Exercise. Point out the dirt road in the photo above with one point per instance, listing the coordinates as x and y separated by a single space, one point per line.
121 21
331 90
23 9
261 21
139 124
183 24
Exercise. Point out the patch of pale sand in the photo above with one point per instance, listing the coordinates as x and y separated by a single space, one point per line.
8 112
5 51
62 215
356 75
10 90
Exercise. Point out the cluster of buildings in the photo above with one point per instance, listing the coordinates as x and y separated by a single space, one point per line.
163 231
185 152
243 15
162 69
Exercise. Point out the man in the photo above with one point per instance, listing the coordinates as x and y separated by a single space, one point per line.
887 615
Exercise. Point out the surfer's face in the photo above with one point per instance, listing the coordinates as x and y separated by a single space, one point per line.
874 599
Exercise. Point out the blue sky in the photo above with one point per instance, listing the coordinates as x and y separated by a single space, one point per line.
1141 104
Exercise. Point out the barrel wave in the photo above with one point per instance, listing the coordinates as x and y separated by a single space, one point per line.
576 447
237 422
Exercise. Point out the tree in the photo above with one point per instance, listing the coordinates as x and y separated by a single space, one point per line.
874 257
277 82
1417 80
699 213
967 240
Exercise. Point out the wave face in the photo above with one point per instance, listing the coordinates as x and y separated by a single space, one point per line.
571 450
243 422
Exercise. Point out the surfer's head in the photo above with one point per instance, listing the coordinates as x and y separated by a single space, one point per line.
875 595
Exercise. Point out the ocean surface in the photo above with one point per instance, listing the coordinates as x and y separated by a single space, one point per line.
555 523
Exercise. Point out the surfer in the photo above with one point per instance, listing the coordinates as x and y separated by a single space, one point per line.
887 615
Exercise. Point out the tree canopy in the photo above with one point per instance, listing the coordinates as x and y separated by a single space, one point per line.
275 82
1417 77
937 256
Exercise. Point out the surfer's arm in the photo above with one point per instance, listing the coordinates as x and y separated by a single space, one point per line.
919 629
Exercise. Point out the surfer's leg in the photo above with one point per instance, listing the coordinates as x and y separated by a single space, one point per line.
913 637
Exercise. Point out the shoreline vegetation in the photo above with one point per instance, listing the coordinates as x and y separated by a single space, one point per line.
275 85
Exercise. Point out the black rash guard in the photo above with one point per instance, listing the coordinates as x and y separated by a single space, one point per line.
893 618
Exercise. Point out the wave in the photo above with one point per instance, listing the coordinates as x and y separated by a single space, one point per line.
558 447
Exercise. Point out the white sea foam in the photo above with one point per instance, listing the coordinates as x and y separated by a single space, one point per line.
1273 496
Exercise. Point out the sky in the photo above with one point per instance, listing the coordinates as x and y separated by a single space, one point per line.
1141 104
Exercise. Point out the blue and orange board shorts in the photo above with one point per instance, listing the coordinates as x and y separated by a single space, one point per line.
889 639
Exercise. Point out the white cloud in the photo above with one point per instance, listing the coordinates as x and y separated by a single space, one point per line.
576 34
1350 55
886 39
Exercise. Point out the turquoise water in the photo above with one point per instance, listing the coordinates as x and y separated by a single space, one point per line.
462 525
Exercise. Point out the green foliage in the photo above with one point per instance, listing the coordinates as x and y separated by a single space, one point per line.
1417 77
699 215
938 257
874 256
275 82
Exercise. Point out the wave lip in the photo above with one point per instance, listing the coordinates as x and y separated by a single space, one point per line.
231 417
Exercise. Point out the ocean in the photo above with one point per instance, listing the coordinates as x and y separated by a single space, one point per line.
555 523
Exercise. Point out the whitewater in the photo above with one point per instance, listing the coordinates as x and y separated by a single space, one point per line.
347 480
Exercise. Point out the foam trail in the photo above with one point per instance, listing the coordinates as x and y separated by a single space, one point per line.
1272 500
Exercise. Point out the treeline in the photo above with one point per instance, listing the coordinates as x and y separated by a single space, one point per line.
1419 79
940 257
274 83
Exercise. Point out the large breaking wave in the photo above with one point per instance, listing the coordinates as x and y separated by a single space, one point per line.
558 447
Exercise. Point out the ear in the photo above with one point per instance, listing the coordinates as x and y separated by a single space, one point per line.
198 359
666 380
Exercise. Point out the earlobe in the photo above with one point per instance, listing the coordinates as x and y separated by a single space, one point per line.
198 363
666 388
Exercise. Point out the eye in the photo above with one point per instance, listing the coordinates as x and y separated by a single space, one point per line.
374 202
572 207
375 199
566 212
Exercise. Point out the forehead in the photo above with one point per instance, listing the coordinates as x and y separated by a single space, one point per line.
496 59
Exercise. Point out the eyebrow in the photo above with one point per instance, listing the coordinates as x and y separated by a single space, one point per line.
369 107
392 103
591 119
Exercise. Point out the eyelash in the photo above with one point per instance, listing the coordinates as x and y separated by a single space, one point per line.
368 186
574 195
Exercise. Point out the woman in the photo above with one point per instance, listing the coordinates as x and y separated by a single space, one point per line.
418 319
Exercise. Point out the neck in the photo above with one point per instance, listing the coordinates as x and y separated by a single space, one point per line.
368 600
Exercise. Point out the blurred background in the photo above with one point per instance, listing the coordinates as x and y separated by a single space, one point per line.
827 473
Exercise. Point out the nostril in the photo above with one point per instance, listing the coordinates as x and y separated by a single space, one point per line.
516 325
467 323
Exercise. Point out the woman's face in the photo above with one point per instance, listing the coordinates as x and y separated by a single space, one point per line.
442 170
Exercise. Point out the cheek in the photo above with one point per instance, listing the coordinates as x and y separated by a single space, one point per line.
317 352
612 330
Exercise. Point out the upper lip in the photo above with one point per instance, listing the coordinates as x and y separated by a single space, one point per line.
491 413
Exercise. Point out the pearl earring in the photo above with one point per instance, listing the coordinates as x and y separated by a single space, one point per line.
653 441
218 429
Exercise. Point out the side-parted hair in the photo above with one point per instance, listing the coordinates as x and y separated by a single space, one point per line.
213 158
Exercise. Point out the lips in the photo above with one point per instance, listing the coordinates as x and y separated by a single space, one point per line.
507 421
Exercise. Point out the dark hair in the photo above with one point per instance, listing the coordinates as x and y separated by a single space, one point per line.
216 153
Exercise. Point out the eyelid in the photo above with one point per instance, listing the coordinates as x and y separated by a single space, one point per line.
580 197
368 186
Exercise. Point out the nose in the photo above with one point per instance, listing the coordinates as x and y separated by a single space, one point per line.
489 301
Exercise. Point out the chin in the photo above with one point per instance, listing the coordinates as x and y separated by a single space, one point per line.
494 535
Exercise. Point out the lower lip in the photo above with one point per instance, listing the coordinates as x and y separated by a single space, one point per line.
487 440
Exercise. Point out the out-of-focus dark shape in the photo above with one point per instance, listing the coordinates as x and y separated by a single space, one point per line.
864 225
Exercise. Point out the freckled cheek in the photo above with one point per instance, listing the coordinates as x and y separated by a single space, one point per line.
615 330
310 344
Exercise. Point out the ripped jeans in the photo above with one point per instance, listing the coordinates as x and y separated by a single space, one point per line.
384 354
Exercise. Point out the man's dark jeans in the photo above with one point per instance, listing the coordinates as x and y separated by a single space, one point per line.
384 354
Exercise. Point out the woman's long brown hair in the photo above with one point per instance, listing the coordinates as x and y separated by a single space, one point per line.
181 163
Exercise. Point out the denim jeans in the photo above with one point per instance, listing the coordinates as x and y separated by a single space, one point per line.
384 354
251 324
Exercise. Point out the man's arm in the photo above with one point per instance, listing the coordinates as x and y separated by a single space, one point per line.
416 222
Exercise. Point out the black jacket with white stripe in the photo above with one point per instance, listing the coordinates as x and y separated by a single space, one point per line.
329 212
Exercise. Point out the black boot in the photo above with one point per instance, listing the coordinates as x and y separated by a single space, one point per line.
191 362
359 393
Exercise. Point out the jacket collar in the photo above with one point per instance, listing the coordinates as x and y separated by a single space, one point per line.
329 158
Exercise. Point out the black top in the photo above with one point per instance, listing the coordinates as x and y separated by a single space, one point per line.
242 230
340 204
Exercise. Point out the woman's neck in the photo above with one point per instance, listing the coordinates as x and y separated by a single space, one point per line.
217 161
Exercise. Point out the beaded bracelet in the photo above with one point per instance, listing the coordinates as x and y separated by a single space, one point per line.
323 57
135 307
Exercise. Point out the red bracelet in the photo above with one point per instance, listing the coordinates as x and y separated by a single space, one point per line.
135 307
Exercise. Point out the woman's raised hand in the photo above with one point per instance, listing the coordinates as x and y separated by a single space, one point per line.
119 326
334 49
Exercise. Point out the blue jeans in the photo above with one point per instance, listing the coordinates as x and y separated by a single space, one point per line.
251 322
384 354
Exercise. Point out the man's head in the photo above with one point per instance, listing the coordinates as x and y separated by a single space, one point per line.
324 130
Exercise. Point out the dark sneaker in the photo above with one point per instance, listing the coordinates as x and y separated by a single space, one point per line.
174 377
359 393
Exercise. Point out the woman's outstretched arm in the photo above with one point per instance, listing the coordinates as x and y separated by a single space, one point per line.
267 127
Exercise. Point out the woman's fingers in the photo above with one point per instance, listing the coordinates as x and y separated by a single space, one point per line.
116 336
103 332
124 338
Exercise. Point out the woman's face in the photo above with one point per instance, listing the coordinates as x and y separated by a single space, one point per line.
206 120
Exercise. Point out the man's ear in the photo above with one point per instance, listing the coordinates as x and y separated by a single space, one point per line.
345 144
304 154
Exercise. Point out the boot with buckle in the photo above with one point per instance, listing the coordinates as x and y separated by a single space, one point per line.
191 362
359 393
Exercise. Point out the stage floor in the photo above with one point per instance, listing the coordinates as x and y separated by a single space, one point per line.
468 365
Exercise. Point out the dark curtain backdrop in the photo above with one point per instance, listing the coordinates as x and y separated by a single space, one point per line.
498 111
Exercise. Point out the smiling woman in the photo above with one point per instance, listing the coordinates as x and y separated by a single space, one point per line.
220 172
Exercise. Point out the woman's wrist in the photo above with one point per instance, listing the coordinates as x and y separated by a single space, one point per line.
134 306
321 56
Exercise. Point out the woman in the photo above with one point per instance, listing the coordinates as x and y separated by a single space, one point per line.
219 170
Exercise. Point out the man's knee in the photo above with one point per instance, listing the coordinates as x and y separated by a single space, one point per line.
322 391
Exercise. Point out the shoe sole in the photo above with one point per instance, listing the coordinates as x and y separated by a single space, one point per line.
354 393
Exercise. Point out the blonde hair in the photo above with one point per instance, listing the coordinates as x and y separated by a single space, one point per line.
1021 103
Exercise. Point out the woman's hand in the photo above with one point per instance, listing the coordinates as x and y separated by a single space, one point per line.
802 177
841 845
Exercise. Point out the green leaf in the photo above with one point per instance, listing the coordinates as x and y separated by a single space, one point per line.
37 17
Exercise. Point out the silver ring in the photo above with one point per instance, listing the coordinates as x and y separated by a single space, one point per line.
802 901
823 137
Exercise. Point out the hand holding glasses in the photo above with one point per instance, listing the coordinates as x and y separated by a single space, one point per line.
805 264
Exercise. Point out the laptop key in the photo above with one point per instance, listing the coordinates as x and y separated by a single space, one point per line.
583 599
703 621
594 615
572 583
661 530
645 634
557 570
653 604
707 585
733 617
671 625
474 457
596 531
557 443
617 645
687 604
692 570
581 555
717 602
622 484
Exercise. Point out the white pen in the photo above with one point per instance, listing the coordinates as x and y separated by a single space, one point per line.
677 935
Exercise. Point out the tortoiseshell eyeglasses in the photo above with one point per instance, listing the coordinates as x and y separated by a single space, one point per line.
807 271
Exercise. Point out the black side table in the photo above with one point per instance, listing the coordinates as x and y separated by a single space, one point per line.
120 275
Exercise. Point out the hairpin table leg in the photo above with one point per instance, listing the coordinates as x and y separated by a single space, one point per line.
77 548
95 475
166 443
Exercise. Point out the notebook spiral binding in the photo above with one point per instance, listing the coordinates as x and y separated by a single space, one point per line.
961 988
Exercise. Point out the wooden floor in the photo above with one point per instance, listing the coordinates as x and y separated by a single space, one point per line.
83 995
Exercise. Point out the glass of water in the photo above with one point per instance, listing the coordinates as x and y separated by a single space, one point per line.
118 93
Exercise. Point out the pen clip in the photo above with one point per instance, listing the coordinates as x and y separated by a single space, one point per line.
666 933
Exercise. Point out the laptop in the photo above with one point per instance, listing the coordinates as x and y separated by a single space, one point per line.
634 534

==================================================

> [Exercise prompt]
Copy out the listing word for word, starting at the line that contains "Exercise. Point out the laptop in" and continuing to the end of the listing, with both ends included.

> [Response]
Exercise. Point out the laptop in the photo above with one point per instance, listing the coordinates as x and y separated by a single space, one point per line.
634 534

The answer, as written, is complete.